* Recorded information:
::::

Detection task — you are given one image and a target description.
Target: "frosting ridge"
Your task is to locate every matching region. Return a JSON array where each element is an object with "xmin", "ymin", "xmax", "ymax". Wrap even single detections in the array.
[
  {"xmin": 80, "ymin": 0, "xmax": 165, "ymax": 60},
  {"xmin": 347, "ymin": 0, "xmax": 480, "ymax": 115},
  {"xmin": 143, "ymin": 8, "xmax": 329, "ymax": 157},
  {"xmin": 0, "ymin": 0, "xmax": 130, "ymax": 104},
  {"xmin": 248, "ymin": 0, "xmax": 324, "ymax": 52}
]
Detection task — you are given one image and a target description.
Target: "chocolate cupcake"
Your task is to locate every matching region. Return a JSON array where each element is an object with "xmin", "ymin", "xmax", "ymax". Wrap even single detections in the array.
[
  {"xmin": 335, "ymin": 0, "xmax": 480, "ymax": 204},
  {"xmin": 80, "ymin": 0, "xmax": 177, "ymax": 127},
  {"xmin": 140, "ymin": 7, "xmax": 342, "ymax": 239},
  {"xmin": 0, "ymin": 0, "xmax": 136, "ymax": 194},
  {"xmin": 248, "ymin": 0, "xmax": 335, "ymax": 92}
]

::::

* Your goal:
Write out all of the records above again, requests included, but raise every box coordinate in the answers by 54.

* Correct output:
Detection task — you are given one image and a target description.
Target: "frosting ridge"
Your task is to locate every matching region. Return a JSON array where each element is an object with "xmin", "ymin", "xmax", "ymax". Wrap even single detections in the array.
[
  {"xmin": 134, "ymin": 54, "xmax": 219, "ymax": 114},
  {"xmin": 401, "ymin": 54, "xmax": 534, "ymax": 169},
  {"xmin": 197, "ymin": 62, "xmax": 383, "ymax": 211},
  {"xmin": 54, "ymin": 54, "xmax": 184, "ymax": 158},
  {"xmin": 302, "ymin": 54, "xmax": 378, "ymax": 106}
]
Detection task — you are given one image and a target description.
Target: "chocolate cupcake"
Your task is to locate every matching region. Return a JSON array where each element is an object with "xmin", "ymin", "xmax", "ymax". Wrap even single detections in the array.
[
  {"xmin": 389, "ymin": 54, "xmax": 534, "ymax": 258},
  {"xmin": 134, "ymin": 54, "xmax": 231, "ymax": 181},
  {"xmin": 194, "ymin": 61, "xmax": 396, "ymax": 293},
  {"xmin": 54, "ymin": 54, "xmax": 190, "ymax": 248},
  {"xmin": 302, "ymin": 54, "xmax": 389, "ymax": 146}
]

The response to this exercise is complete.